= EXERCISE DESCRIPTION =
An exact transcription of all the records is required, minus the images.

= EXERCISE DATA =
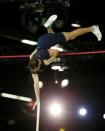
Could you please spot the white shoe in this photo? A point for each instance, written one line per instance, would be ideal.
(96, 31)
(50, 20)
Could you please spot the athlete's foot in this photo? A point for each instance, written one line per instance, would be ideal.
(50, 21)
(96, 31)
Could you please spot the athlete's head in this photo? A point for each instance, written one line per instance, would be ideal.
(35, 65)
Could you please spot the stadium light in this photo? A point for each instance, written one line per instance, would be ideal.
(55, 109)
(82, 112)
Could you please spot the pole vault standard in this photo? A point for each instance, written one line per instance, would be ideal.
(60, 55)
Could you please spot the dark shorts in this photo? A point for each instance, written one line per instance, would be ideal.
(50, 39)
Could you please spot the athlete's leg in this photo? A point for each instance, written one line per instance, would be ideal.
(50, 30)
(81, 31)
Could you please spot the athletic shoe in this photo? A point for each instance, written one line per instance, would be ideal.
(50, 20)
(96, 31)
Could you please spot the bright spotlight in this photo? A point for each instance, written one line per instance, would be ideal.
(82, 111)
(55, 109)
(64, 83)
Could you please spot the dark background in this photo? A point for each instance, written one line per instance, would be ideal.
(85, 73)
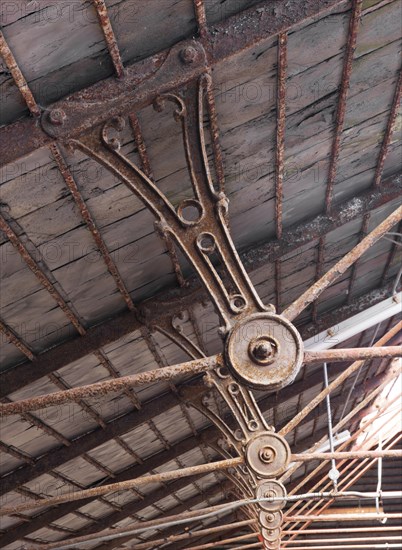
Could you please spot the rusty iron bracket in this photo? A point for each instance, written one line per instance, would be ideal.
(74, 115)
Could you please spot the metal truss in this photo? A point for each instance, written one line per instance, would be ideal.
(262, 349)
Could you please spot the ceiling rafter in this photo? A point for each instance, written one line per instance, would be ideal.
(91, 224)
(235, 34)
(110, 38)
(389, 131)
(354, 23)
(18, 77)
(127, 322)
(190, 443)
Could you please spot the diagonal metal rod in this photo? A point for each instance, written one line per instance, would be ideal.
(388, 132)
(109, 35)
(341, 109)
(352, 354)
(201, 469)
(40, 275)
(333, 474)
(18, 77)
(124, 485)
(335, 383)
(117, 384)
(196, 534)
(167, 373)
(343, 265)
(91, 224)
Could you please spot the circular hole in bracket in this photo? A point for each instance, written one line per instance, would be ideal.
(237, 303)
(234, 389)
(190, 211)
(206, 243)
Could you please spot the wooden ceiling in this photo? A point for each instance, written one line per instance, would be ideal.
(307, 129)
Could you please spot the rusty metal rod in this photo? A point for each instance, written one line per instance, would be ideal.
(18, 77)
(280, 129)
(335, 383)
(40, 275)
(352, 354)
(109, 35)
(195, 534)
(13, 339)
(324, 531)
(340, 455)
(388, 132)
(371, 546)
(348, 539)
(120, 532)
(344, 88)
(124, 485)
(340, 517)
(221, 542)
(91, 224)
(343, 265)
(117, 384)
(339, 426)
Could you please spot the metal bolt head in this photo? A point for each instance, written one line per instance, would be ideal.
(263, 350)
(188, 55)
(267, 454)
(57, 117)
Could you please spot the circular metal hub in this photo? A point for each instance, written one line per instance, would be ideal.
(271, 489)
(264, 351)
(270, 520)
(268, 455)
(271, 535)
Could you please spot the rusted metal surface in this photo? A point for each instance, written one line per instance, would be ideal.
(109, 35)
(125, 323)
(333, 355)
(124, 485)
(200, 234)
(18, 77)
(251, 26)
(340, 267)
(89, 220)
(40, 275)
(336, 383)
(363, 233)
(388, 132)
(69, 351)
(147, 80)
(114, 385)
(201, 18)
(280, 129)
(18, 343)
(340, 114)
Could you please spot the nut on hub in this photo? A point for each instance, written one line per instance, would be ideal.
(270, 520)
(268, 455)
(271, 489)
(271, 535)
(264, 351)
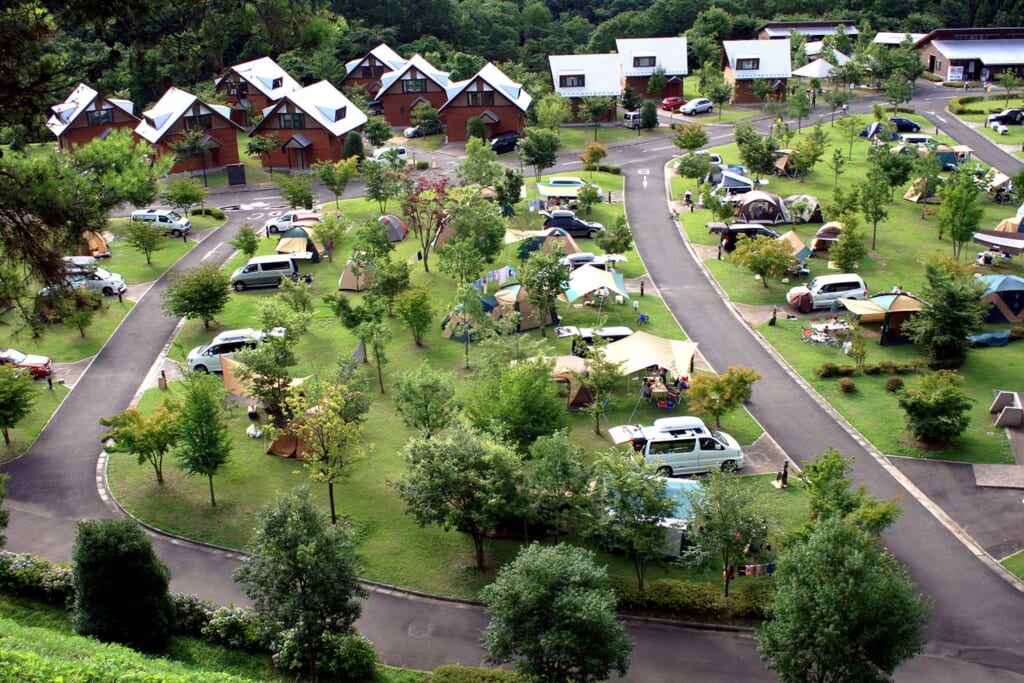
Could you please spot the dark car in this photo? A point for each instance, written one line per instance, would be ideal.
(904, 125)
(503, 142)
(577, 227)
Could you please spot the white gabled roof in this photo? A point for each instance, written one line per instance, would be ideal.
(498, 81)
(422, 66)
(600, 74)
(321, 101)
(773, 55)
(382, 52)
(995, 51)
(80, 98)
(670, 54)
(262, 73)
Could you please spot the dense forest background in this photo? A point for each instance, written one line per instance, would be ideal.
(138, 48)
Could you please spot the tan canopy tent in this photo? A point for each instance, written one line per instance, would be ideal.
(641, 350)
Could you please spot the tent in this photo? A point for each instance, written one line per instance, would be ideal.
(1006, 294)
(513, 298)
(804, 209)
(825, 236)
(301, 241)
(396, 228)
(94, 244)
(355, 276)
(587, 279)
(641, 350)
(800, 250)
(761, 207)
(891, 309)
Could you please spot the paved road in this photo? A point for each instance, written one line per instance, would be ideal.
(977, 619)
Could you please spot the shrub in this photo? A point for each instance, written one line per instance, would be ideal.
(894, 384)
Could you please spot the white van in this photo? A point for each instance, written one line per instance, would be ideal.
(823, 290)
(264, 271)
(681, 445)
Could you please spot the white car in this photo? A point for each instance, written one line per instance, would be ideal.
(698, 105)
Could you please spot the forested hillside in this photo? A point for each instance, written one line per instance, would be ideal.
(137, 48)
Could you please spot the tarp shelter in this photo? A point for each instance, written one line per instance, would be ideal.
(892, 310)
(800, 250)
(513, 298)
(1006, 294)
(762, 207)
(804, 209)
(1007, 243)
(94, 244)
(587, 279)
(301, 241)
(396, 228)
(825, 236)
(355, 276)
(641, 350)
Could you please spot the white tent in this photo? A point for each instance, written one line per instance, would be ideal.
(642, 349)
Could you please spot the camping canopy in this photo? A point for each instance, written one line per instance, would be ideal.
(642, 349)
(587, 279)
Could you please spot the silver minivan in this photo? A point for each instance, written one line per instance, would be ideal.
(264, 271)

= EXERCISE RESPONSE =
Could you please spot the white shoe in this photo? A point for each instance, written one line per instance, would be ideal.
(96, 31)
(50, 20)
Could you please spot the athlete's foot in this photo? A point for each instance, written one line per instance, would be ideal.
(50, 21)
(96, 31)
Could you please spot the athlete's head in this photo? A point for each instance, written one line per instance, would be ideal.
(35, 65)
Could you please spot the stadium light in this photo? A point for each instance, written one line per instance, would be ideal.
(55, 109)
(82, 112)
Could you please spot the pole vault standard in this photo? A point for each instance, written one line per instance, would be ideal.
(60, 55)
Could you please spot the dark shorts in this photo? A point for each instance, written one line per instance, would be ideal.
(50, 39)
Could you please spot the athlete's leg in this photo? A point for each instance, written one line per instance, would be ideal.
(50, 30)
(81, 31)
Could you please spot the athletic shoe in this photo? A point for each instance, written one line per instance, would be ideal.
(50, 20)
(96, 31)
Could you please spot the bright spotlight in this photo? A point for each instance, written one line per instance, would be ideal.
(82, 111)
(55, 109)
(64, 83)
Could you please spot the dark background in this photo? A point for each instance, written one line per instance, would be ideal.
(85, 73)
Could you please spot the rusty iron bracket in this photo? A point for each instance, written one line per instance, would be ideal.
(74, 115)
Could you please spot the metal truss in this photo? A point for each instance, written one line per instance, would be ideal.
(262, 349)
Could you please spot the ceiling rafter in this photo? A point for each instance, written one line per instance, would be ideal.
(91, 224)
(235, 34)
(110, 38)
(389, 131)
(354, 23)
(18, 77)
(127, 322)
(190, 443)
Could you please spot the diagonal metal rod in this photo? A point for each instance, written one line per instance, would be ideal.
(388, 132)
(109, 35)
(341, 109)
(352, 354)
(201, 469)
(40, 275)
(333, 474)
(18, 77)
(124, 485)
(335, 383)
(117, 384)
(196, 534)
(167, 373)
(343, 265)
(91, 224)
Could you please spot the circular hole in bracket in this photo? A point for each instance, written one line per instance, would be ideal.
(237, 303)
(234, 389)
(190, 211)
(206, 243)
Could you please spot the wooden ceiling in this photo? A point for each instance, written one line per instance, would be ideal.
(307, 129)
Could you please spot the rusty metal rod in this photo? A point for each instance, written one line per instance, would be ideal.
(18, 77)
(280, 129)
(335, 383)
(40, 275)
(352, 354)
(109, 35)
(195, 534)
(13, 339)
(324, 531)
(340, 455)
(388, 132)
(371, 546)
(348, 539)
(120, 532)
(344, 88)
(124, 485)
(340, 517)
(221, 542)
(91, 224)
(343, 265)
(117, 384)
(339, 426)
Could you please spot the metal bolt head in this photo? A point for each instance, written one line per instance, would be ideal.
(263, 350)
(188, 55)
(267, 454)
(57, 117)
Could you please spot the circular metal hub in this photo? A point for each instance, written one line per instance, would be ideal.
(271, 489)
(264, 351)
(270, 520)
(268, 455)
(271, 535)
Could you please spot the rusted metal surface in this photo? A point for each instance, written one line per instance, would be ideal.
(109, 35)
(125, 323)
(333, 355)
(124, 485)
(200, 234)
(18, 77)
(251, 26)
(340, 267)
(89, 220)
(40, 275)
(336, 383)
(363, 233)
(388, 132)
(69, 351)
(147, 80)
(114, 385)
(201, 18)
(280, 129)
(18, 343)
(340, 114)
Could you please spot the nut on hub in this photo? A point for each instance, written one line per instance, would be ideal.
(270, 520)
(268, 455)
(271, 489)
(271, 535)
(264, 351)
Could you please spot the dark car in this photo? A point for each instance, written one line per instance, would be ideal.
(904, 125)
(503, 142)
(577, 227)
Could you please spot the white gabled roof in this photo? A point for each instance, written one line per instance, would be ideal.
(498, 81)
(422, 66)
(600, 74)
(321, 101)
(773, 55)
(382, 52)
(995, 51)
(80, 98)
(670, 54)
(262, 73)
Could you please spot the dense forest background in this photo? A point for each instance, written one line per instance, would be ideal.
(138, 48)
Could you please spot the tan canopy tent in this photo? A point for each instance, written one line per instance, would be ideal.
(641, 350)
Could you please spot the tent in this photo? A point for each instance, written one line per instance, would be ideal.
(1006, 294)
(513, 298)
(804, 209)
(825, 236)
(301, 241)
(396, 228)
(94, 244)
(355, 276)
(587, 279)
(641, 350)
(800, 250)
(761, 207)
(891, 309)
Could you please spot the paved road in this photo? A point for each instance, written one line per instance, would be ideal.
(977, 619)
Could you please spot the shrub in this photo? A point for each instance, written one line per instance, would be ideal.
(894, 384)
Could you please spot the white van in this photo? A point for each instance, written one line per instance, would be ideal.
(823, 290)
(264, 271)
(681, 445)
Could you please spot the white car in this photo? A point for each instance, written one line per instance, would be ideal.
(698, 105)
Could you please spot the forested hillside in this photo? A point for each instance, written one line per instance, would be ideal.
(137, 48)
Could you please spot the tarp shelter in this photo? A point for each instance, written one line per instance, would be ideal.
(892, 310)
(800, 250)
(513, 298)
(1006, 294)
(762, 207)
(804, 209)
(1007, 243)
(94, 244)
(587, 279)
(301, 241)
(396, 228)
(825, 236)
(355, 276)
(641, 350)
Could you please spot the white tent in this photo? A point for each instance, written one line per instance, would be ideal.
(642, 349)
Could you please spot the camping canopy in this photo? A point for each instance, written one line per instance, would be ideal.
(642, 349)
(587, 279)
Could you please spot the silver minivan in this photo? A point for each instance, written one line per instance, would be ideal.
(264, 271)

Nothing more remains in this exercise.